▶ [Your instructions]
Set down the passage of the bit-array thread below between "- What structures" and "in the fundamentals.", inclusive.

Page text Block Start

I have an information retrieval application that creates bit arrays on the order of 10s of million bits. The number of ‘set’ bits in the array varies widely, from all clear to all set. Currently, I’m using a straight-forward bit array (java.util.BitSet), so each of my bit arrays takes several megabytes.
My plan is to look at the cardinality of the first N bits, then make a decision about what data structure to use for the remainder. Clearly some data structures are better for very sparse bit arrays, and others when roughly half the bits are set (when most bits are set, I can use negation to treat it as a sparse set of zeroes).
- What structures might be good at each extreme?
- Are there any in the middle?
Here are a few constraints or hints:
- The bits are set only once, and in index order.
- I need 100% accuracy, so something like a Bloom filter isn’t good enough.
- After the set is built, I need to be able to efficiently iterate over the ‘set’ bits.
- The bits are randomly distributed, so run-length–encoding algorithms aren’t likely to be much better than a simple list of bit indexes.
- I’m trying to optimize memory utilization, but speed still carries some weight.
Something with an open source Java implementation is helpful, but not strictly necessary. I’m more interested in the fundamentals.
Unless the data is truly random and has a symmetric 1/0 distribution, then this simply becomes a lossless data compression problem and is very analogous to CCITT Group 3 compression used for black and white (i.e.: Binary) FAX images. CCITT Group 3 uses a Huffman Coding scheme. In the case of FAX they are using a fixed set of Huffman codes, but for a given data set, you can generate a specific set of codes for each data set to improve the compression ratio achieved. As long as you only need to access the bits sequentially, as you implied, this will be a pretty efficient approach. Random access would create some additional challenges, but you could probably generate a binary search tree index to various offset points in the array that would allow you to get close to the desired location and then walk in from there.
Note: The Huffman scheme still works well even if the data is random, as long as the 1/0 distribution is not perfectly even. That is, the less even the distribution, the better the compression ratio.
Finally, if the bits are truly random with an even distribution, then, well, according to Mr. Claude Shannon, you are not going to be able to compress it any significant amount using any scheme.

Page text Block End
Record set Block Start

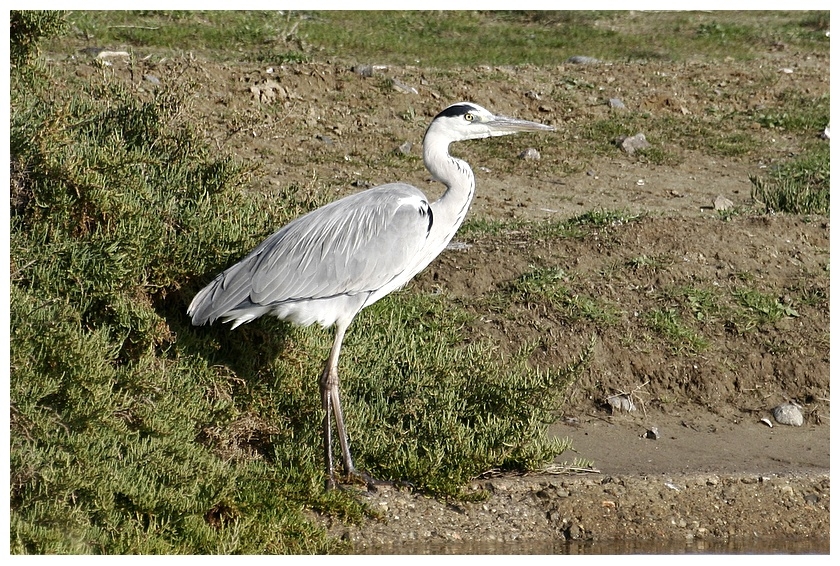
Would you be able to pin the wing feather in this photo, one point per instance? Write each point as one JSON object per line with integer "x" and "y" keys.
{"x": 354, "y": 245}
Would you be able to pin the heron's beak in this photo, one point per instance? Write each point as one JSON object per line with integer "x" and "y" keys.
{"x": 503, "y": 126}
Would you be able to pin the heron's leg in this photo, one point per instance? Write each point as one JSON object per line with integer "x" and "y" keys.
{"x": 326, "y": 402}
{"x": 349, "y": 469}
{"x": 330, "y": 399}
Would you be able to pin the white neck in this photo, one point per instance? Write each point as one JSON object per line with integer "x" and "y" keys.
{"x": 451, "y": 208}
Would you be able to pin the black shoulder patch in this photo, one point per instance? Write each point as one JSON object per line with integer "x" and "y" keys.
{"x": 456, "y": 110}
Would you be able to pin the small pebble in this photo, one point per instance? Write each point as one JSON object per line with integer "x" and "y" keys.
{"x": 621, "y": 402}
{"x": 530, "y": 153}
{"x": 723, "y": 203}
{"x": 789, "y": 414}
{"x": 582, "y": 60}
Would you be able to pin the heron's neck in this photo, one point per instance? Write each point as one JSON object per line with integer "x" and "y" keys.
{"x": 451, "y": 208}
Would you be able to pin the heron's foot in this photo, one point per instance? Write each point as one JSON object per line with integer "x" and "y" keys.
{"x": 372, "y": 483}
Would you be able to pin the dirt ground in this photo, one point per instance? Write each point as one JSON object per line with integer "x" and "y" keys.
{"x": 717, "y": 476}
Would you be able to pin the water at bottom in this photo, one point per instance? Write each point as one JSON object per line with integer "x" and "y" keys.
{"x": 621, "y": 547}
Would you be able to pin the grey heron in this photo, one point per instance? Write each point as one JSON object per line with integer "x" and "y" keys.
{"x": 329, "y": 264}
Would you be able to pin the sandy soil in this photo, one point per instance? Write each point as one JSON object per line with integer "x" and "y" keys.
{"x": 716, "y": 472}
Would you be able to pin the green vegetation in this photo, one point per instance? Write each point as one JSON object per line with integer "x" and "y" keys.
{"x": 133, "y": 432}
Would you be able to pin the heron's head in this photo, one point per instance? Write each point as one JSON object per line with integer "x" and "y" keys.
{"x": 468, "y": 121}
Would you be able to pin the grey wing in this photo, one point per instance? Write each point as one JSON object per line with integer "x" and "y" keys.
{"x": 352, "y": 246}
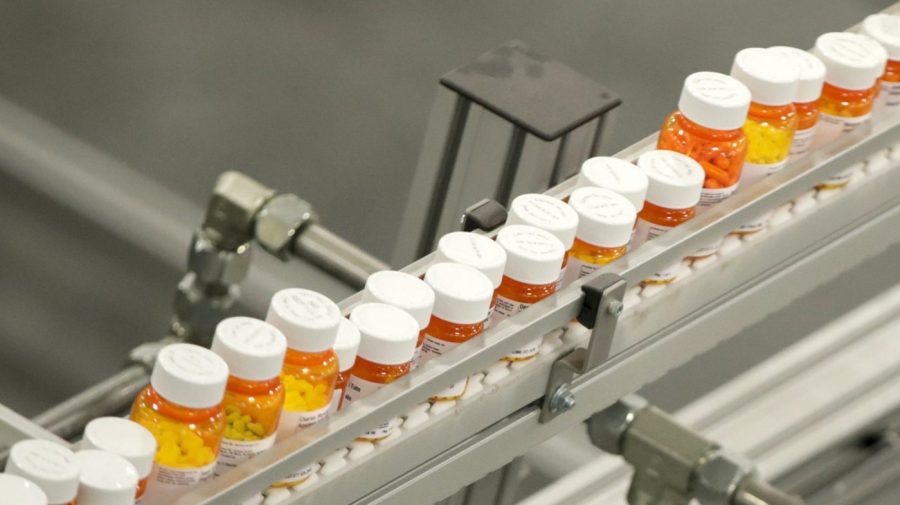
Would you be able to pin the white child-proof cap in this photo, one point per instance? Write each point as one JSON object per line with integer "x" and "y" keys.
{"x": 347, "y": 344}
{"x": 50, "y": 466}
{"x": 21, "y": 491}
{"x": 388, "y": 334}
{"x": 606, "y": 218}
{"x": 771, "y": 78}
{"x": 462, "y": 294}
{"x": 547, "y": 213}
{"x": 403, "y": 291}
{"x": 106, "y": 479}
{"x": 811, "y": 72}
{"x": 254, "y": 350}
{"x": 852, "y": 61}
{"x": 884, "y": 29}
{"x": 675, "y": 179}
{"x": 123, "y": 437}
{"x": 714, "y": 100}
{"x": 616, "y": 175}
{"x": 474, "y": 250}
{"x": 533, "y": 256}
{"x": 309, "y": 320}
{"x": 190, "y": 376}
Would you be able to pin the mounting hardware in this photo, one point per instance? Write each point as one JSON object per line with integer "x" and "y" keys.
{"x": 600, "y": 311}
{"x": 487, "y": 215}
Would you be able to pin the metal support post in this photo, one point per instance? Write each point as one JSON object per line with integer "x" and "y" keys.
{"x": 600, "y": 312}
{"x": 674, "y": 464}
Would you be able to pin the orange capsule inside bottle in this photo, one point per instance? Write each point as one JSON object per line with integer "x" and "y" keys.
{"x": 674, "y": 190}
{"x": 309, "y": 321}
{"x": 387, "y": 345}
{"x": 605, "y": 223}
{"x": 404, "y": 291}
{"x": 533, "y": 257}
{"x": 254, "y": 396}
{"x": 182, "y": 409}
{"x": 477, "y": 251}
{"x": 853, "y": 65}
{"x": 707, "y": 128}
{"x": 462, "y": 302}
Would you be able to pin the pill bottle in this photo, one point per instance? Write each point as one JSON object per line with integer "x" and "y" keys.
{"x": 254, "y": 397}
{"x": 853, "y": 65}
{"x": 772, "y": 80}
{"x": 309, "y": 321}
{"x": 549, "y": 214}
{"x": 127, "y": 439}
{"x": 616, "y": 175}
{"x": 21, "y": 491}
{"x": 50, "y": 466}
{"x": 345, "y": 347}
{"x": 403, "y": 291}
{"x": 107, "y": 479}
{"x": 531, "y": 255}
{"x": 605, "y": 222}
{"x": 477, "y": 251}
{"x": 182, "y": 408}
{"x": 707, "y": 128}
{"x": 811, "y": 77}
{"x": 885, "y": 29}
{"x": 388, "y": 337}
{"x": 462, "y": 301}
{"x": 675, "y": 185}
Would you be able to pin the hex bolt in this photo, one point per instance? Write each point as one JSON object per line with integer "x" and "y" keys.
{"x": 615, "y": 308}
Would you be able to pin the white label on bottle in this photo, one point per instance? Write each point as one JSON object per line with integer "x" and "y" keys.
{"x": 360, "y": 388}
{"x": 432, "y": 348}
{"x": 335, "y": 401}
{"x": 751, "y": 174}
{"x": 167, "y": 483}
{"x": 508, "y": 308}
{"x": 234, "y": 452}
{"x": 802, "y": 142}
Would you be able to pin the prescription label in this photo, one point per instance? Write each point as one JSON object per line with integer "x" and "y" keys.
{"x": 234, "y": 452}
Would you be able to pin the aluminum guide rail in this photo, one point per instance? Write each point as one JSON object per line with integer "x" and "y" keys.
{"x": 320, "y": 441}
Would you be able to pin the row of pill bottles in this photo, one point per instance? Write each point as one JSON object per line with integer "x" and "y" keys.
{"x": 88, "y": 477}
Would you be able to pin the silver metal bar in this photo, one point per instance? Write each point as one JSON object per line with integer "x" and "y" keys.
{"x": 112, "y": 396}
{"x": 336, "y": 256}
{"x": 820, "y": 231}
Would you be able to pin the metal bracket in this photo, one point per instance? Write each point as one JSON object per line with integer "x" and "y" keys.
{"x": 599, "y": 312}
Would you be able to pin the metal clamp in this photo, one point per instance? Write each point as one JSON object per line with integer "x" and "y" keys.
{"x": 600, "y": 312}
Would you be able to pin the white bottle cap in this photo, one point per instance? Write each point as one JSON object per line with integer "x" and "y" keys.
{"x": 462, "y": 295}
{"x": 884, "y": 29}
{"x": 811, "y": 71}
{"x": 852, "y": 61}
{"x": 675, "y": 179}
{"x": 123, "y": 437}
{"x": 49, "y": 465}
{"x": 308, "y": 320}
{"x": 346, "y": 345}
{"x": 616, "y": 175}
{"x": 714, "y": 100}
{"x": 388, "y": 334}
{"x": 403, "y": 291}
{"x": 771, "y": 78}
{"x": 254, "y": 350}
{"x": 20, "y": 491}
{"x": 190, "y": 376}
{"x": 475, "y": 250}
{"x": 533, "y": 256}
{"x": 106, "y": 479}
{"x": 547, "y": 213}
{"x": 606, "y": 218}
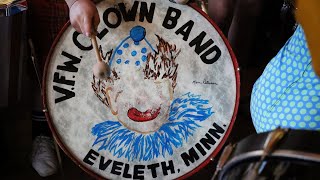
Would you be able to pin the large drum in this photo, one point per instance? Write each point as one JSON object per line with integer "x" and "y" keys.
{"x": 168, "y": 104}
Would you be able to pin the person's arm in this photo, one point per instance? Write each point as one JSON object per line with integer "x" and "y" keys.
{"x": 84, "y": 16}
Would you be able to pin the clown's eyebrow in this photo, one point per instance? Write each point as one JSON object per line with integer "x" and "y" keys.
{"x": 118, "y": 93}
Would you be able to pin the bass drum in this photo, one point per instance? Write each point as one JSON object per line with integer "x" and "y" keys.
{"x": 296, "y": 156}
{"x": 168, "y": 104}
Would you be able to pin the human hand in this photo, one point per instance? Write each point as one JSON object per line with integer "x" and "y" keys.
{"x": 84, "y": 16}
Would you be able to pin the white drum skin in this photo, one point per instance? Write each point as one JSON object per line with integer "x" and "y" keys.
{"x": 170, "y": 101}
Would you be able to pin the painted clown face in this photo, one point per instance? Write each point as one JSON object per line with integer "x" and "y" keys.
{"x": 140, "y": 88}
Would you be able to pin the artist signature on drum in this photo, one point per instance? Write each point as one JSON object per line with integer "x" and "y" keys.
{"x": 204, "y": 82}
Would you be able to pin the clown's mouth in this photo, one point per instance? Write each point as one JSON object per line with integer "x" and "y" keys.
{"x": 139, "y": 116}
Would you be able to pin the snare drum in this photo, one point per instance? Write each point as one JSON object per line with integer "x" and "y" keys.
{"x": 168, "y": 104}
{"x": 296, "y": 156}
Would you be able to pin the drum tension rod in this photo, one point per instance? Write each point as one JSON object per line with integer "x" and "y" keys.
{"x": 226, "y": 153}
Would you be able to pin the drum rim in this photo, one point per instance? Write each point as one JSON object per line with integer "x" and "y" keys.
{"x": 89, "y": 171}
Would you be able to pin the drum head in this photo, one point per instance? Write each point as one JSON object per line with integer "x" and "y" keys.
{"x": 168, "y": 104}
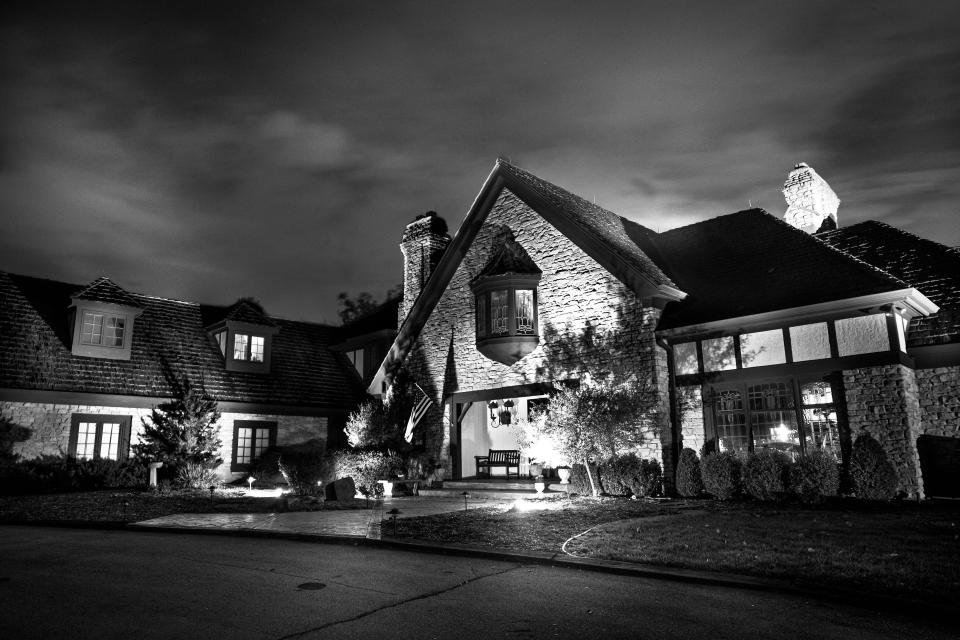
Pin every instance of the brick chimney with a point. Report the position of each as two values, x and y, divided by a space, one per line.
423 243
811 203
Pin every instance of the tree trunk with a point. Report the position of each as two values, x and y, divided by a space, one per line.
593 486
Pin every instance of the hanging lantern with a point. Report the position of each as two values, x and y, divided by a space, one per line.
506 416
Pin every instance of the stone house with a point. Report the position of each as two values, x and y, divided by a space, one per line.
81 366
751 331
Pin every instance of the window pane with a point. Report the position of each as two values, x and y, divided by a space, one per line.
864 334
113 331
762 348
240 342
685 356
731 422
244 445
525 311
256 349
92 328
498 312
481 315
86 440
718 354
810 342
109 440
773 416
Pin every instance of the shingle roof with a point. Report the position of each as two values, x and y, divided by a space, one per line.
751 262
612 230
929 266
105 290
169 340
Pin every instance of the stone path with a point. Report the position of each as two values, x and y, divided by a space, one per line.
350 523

Record set Block End

▶ [Solution to the exercise]
- What structures might be good at each extreme?
- Are there any in the middle?
Here are a few constraints or hints:
- The bits are set only once, and in index order.
- I need 100% accuracy, so something like a Bloom filter isn’t good enough.
- After the set is built, I need to be able to efficiently iterate over the ‘set’ bits.
- The bits are randomly distributed, so run-length–encoding algorithms aren’t likely to be much better than a simple list of bit indexes.
- I’m trying to optimize memory utilization, but speed still carries some weight.
Something with an open source Java implementation is helpful, but not strictly necessary. I’m more interested in the fundamentals.